**Work to do**: Please locate every line in the listing that contains the word "each" and copy those lines out.

— BEGIN —

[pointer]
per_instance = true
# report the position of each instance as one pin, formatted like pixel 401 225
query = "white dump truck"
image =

— END —
— BEGIN —

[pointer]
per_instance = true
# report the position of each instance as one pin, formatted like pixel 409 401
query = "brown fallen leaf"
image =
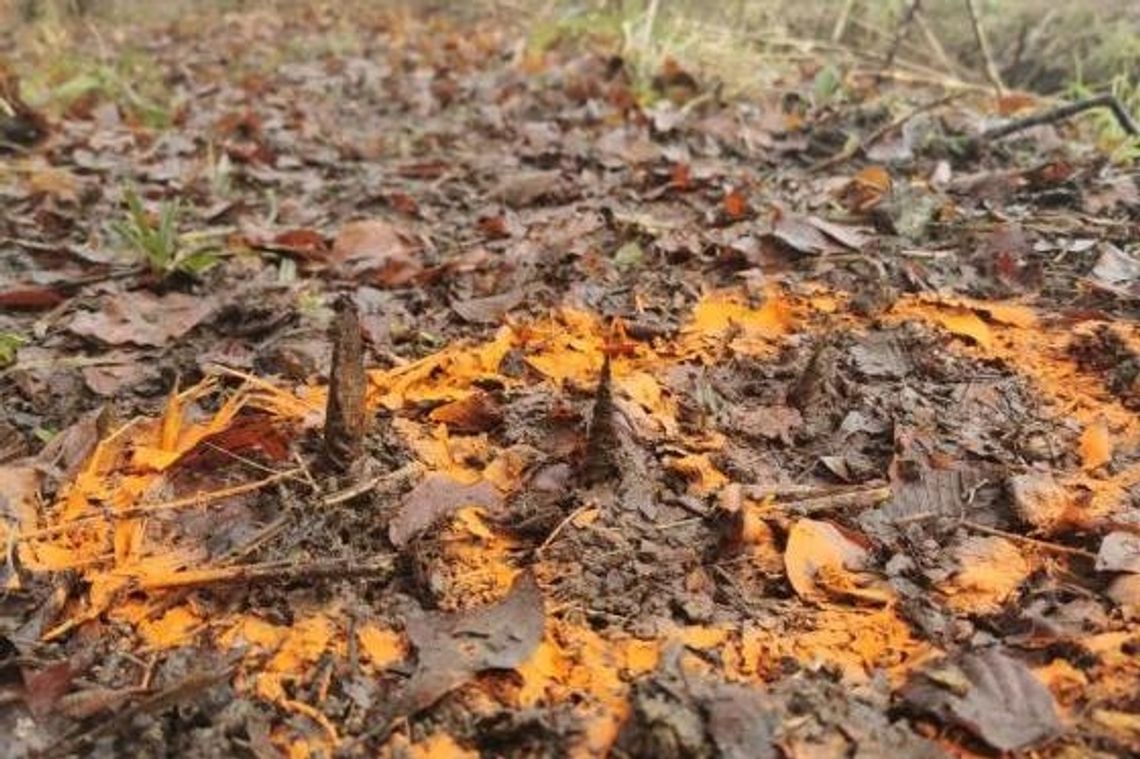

— END —

**Task answer**:
# report the position of each instance as one pin, formatted like pixel 401 225
# report the position of each instance as one pin, formatted like pixel 409 401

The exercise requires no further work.